* **EXCERPTED TEXT**
----------
As frustrated as I am by cancel culture (and those who insist, disingenuously, that it is a chimera -- “a fig newton of the fervid right-wing imagination” as one lefty pal put it), I cannot imagine abandoning the Democratic party. The right-wing has a long and inglorious history of suppressing speech: I’ve done enough battle with conservatives fretting about the Vagina Monologues or Pornhub or “Drag Queen Story Hour” at the local library to believe for a single minute that Republicans are reliable allies in the fight for unfettered liberty. These are the folks who burned their Nikes because the shoe company gave money to Colin Kaepernick. These are the very people who invented cancel culture, and are now indignant that the malign weapon they created has turned on them. They are no friends of individual conscience. They don’t want a glorious, cacophonous public square any more than the Woke do.
Andrew Sullivan declares himself stuck between two equally unacceptable options. I sympathize with his view, but am willing to say that one option remains considerably less acceptable than the other. Only one party has gleefully rejected both science and evidence to embrace a ragbag of risible conspiracy theories about COVID and elections. Only one party remains in thrall to a vulgar, inarticulate megalomaniac, with all but a few of its members (a warm salute to Liz Cheney, please) utterly unwilling to stand up to a bloated blowhard. Only one party wants an America largely closed to the outside world, urging us to turn our backs on allies and refugees alike. Only one party refuses to accept that climate change is man-made, catastrophic, and our collective responsibility to address. Only one party wants to ensure that women do not remain sovereign over their reproductive processes.
We have two bad options, but one is, to my mind, demonstrably worse.
I am heartbroken and anguished at the rising tide of illiberalism on the left. I worry about what my children will be taught about the American past, and I worry about the preening censoriousness of those who want the heterodox and the contrarian canned and deplatformed. I worry about the frantic, compulsive, obsequious reckonings which demand we condemn our ancestors and our long-dead heroes. I worry about the popularity of wildly simplistic reductions of history to a single analytical frame. White supremacy doesn’t “explain everything,” any more than class struggle, or the triumph of Christ crucified, are adequate lenses for understanding all that was, is, and will be.
----------
* **QUESTIONS**
(A) Answer from the essay on cancel culture:
(i) What did people burn because the shoe company gave money to Colin Kaepernick?
(ii) Which party member gets a warm salute from the writer?
(iii) According to the writer, what does white supremacy not do?
(B) Carry on the essay on cancel culture from its last sentence.
The material has nothing to do with these tasks.

* **SOURCE MATERIAL**
----------
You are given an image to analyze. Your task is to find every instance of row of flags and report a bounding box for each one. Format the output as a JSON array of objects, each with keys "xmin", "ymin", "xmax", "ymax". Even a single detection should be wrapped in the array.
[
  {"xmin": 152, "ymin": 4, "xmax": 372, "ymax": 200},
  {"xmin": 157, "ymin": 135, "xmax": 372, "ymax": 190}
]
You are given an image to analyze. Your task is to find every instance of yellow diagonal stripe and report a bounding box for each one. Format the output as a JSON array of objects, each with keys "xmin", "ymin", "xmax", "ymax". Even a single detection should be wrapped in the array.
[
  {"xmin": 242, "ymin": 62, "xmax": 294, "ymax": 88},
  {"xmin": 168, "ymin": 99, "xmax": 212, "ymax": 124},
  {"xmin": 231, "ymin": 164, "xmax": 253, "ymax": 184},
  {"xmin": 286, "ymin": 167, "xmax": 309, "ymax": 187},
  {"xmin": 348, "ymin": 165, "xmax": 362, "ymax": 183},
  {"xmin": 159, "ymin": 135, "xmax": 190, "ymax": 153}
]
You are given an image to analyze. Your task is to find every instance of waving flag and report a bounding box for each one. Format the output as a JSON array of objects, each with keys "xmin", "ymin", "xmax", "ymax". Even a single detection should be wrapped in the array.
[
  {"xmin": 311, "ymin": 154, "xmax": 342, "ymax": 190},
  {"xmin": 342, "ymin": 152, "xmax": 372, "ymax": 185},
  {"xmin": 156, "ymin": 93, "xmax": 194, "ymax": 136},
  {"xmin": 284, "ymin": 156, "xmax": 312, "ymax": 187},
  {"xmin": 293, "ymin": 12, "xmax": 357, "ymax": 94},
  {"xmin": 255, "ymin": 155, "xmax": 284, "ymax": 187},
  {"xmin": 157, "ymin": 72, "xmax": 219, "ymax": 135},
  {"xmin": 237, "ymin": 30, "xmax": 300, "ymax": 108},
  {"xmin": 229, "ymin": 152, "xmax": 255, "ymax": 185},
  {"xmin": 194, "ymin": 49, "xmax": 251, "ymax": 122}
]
----------
* **ACTIVITY ANSWERS**
(A)
(i) Their Nikes.
(ii) Liz Cheney.
(iii) It doesn't "explain everything."

(B)
I want us to stop firing people we don’t like. I want us to allow the offensive to flourish. I want open borders, open minds, openness to new ideas about gender, and the freedom to push back against all those opennesses without career-ending consequences. I want everyone’s standpoint recognized as equally valid.
Neither side is going to offer any of these things. One side, however, will work to ensure abortion access, even if it mocks and slurs its devoted founder. One side will work to end the barbarism of the death penalty. One side will work, however imperfectly, to welcome refugees and migrants. One side will work to protect public lands from being despoiled – and will take seriously the existential threat of climate change – even if it repudiates the man who created modern environmentalism. (I despise what Planned Parenthood has done to Margaret Sanger, and the Sierra Club to John Muir, but the work must still be done.)
One side is much more likely to understand that science is real, and vaccines work.
One side has not placed all its bets on a grunting, golfing human id.
When I look at the left I see folks using dangerously illiberal means to address very real problems. When I look at the right, I see folks eager to return our society to a time when those very real problems simply weren’t addressed at all.
When the stakes are this high, I know which side I must choose. I remain a Democrat.